→ Requirements
Reproduce, character for character, the stretch of lines from the one containing "Please place a point on the residential" through the one containing "(1099, 533)", both included, and nothing else.

-- BEGIN --

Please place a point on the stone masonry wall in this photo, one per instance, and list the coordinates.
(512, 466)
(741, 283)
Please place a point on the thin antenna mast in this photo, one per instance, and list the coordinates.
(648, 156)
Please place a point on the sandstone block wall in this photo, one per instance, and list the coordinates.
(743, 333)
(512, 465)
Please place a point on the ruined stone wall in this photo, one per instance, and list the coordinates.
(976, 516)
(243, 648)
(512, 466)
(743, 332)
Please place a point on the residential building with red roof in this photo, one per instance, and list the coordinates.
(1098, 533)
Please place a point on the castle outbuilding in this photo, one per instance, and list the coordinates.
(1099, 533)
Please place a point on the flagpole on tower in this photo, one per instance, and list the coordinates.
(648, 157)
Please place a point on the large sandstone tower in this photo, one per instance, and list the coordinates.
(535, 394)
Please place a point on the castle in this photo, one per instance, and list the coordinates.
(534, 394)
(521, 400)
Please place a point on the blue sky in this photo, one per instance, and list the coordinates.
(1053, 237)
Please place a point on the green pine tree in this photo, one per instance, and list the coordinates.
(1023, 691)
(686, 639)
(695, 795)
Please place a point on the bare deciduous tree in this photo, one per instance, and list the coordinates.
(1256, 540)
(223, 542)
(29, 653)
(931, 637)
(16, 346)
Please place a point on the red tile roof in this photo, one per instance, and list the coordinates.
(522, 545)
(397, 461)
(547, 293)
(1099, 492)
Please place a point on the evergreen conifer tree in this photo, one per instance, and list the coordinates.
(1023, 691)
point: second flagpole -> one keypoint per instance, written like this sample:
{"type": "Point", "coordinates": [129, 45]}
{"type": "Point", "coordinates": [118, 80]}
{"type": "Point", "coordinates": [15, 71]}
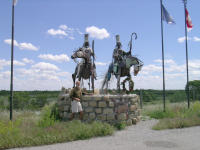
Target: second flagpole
{"type": "Point", "coordinates": [186, 47]}
{"type": "Point", "coordinates": [163, 57]}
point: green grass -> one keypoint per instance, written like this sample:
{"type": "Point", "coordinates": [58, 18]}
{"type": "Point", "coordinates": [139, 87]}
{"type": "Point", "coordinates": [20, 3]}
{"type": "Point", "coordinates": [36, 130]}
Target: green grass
{"type": "Point", "coordinates": [176, 116]}
{"type": "Point", "coordinates": [31, 129]}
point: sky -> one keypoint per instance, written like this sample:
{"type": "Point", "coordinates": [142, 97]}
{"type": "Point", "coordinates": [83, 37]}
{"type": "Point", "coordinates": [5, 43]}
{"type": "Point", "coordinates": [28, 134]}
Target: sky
{"type": "Point", "coordinates": [48, 31]}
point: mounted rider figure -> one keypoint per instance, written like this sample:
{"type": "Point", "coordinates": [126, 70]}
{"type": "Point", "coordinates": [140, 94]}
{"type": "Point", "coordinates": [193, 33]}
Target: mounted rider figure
{"type": "Point", "coordinates": [86, 66]}
{"type": "Point", "coordinates": [119, 56]}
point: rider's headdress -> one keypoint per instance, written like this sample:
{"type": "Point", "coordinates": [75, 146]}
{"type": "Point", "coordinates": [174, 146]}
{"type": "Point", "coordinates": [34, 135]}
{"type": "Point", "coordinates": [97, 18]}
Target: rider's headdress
{"type": "Point", "coordinates": [86, 40]}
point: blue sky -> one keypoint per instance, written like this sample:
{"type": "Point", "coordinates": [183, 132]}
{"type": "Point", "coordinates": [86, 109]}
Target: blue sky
{"type": "Point", "coordinates": [47, 32]}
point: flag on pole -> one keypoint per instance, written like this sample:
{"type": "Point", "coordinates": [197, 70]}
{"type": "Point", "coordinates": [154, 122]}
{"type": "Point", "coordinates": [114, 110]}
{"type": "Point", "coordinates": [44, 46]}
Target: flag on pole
{"type": "Point", "coordinates": [15, 2]}
{"type": "Point", "coordinates": [166, 16]}
{"type": "Point", "coordinates": [188, 20]}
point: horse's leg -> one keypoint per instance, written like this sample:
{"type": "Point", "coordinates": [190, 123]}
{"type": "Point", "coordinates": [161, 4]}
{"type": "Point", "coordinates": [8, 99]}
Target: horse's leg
{"type": "Point", "coordinates": [131, 85]}
{"type": "Point", "coordinates": [118, 83]}
{"type": "Point", "coordinates": [74, 76]}
{"type": "Point", "coordinates": [89, 83]}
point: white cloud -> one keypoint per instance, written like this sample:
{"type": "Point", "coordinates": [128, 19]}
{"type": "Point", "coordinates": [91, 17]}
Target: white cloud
{"type": "Point", "coordinates": [64, 31]}
{"type": "Point", "coordinates": [22, 46]}
{"type": "Point", "coordinates": [101, 63]}
{"type": "Point", "coordinates": [27, 61]}
{"type": "Point", "coordinates": [58, 32]}
{"type": "Point", "coordinates": [167, 61]}
{"type": "Point", "coordinates": [196, 39]}
{"type": "Point", "coordinates": [71, 38]}
{"type": "Point", "coordinates": [18, 63]}
{"type": "Point", "coordinates": [182, 39]}
{"type": "Point", "coordinates": [152, 68]}
{"type": "Point", "coordinates": [4, 63]}
{"type": "Point", "coordinates": [8, 41]}
{"type": "Point", "coordinates": [96, 32]}
{"type": "Point", "coordinates": [42, 66]}
{"type": "Point", "coordinates": [57, 58]}
{"type": "Point", "coordinates": [63, 27]}
{"type": "Point", "coordinates": [27, 46]}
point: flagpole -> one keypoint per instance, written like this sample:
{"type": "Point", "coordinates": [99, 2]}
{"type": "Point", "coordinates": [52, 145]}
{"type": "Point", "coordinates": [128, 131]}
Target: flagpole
{"type": "Point", "coordinates": [186, 47]}
{"type": "Point", "coordinates": [163, 59]}
{"type": "Point", "coordinates": [12, 54]}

-- END --

→ Solution
Please place a point on the residential building with red roof in this photo, one per instance, and list the coordinates.
(1098, 533)
Please place a point on the castle outbuilding in this photo, one per instance, and list the coordinates.
(1099, 533)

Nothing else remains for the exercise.